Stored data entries
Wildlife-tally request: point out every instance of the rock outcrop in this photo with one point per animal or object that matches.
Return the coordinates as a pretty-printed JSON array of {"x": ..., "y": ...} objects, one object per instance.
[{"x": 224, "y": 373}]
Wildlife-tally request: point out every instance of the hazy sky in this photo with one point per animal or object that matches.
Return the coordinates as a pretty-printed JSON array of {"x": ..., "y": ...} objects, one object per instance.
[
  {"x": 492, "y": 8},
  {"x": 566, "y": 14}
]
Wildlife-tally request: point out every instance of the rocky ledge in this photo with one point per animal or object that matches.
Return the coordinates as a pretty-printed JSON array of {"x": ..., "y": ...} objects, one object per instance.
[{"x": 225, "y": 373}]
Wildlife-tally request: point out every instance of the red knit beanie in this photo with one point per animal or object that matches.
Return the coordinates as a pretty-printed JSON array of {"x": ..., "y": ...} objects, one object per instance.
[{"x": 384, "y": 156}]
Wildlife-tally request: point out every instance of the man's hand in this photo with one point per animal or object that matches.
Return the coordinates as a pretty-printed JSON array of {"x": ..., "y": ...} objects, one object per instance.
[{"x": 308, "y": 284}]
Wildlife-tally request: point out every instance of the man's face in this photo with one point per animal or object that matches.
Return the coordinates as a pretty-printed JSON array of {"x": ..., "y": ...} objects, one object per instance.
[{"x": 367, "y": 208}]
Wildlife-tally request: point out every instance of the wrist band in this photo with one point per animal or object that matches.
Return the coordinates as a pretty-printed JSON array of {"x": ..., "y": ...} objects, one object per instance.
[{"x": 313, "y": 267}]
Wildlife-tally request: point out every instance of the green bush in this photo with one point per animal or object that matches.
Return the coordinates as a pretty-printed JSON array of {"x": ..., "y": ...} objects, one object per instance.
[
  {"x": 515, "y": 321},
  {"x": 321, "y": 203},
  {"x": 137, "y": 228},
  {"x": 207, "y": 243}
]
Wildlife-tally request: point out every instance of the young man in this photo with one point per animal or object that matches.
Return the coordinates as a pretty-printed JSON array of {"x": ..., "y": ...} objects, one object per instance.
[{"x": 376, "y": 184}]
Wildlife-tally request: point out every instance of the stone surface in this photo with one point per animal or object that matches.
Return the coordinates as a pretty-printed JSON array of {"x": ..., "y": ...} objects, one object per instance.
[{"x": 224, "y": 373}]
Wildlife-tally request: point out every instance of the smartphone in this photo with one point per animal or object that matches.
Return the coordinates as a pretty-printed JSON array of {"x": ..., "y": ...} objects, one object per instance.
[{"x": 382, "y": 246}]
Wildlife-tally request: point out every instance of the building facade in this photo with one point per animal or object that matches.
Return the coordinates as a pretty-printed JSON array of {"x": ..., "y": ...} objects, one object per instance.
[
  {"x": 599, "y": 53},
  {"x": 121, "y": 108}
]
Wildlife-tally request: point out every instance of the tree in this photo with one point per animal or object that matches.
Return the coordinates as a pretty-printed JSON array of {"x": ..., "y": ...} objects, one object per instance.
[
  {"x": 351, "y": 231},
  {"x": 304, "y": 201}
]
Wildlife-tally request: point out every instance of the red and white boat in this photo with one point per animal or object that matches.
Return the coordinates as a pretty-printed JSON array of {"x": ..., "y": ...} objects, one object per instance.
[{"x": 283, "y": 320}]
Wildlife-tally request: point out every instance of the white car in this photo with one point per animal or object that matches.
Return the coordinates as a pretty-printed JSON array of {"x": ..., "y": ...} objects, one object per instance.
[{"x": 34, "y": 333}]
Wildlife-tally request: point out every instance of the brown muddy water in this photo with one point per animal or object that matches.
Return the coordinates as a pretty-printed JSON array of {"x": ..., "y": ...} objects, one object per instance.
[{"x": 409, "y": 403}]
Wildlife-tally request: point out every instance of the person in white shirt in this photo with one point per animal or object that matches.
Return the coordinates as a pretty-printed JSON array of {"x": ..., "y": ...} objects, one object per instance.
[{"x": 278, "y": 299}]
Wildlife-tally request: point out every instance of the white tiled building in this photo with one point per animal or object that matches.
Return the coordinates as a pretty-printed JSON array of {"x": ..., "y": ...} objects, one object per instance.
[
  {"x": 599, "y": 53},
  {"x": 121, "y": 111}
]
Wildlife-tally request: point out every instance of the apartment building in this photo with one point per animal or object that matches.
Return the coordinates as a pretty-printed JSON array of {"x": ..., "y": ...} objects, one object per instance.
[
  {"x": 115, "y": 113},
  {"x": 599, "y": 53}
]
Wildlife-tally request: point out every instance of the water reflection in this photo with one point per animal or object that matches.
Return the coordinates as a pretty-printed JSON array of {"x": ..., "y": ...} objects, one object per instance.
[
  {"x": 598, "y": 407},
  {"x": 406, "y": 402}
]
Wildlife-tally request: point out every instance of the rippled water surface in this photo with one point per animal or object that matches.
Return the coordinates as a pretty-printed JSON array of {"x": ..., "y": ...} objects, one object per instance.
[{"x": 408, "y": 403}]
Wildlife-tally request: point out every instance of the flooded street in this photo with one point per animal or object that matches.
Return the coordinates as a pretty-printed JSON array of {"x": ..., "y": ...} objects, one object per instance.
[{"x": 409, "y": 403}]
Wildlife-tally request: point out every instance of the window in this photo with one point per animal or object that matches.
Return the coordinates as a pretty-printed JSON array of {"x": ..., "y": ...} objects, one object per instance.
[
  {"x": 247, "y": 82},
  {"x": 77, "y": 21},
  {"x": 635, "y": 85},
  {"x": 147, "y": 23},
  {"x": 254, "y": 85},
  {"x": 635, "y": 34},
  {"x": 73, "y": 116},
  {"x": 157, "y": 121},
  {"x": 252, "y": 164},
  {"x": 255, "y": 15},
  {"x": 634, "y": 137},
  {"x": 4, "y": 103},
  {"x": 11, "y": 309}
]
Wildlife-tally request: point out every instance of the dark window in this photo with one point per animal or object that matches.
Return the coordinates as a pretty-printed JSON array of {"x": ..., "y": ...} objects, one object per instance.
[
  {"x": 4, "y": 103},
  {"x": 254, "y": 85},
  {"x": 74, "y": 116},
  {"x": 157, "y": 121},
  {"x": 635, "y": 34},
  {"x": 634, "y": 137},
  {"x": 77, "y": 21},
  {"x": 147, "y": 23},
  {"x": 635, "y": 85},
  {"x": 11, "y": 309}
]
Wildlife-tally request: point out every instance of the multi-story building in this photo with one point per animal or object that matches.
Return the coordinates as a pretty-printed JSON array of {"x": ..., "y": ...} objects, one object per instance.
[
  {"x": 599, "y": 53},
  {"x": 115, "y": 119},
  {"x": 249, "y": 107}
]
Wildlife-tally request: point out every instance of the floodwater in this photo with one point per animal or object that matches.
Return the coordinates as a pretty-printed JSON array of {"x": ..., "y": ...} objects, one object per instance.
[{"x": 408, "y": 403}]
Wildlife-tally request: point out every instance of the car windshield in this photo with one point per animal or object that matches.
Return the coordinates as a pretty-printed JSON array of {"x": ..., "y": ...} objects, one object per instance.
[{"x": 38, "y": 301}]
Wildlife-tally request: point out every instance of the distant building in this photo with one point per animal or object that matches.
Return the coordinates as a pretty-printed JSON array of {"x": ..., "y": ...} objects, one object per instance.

Task goal
Above are lines of data; count those that hold "window" and answer with the number only.

Exercise solution
2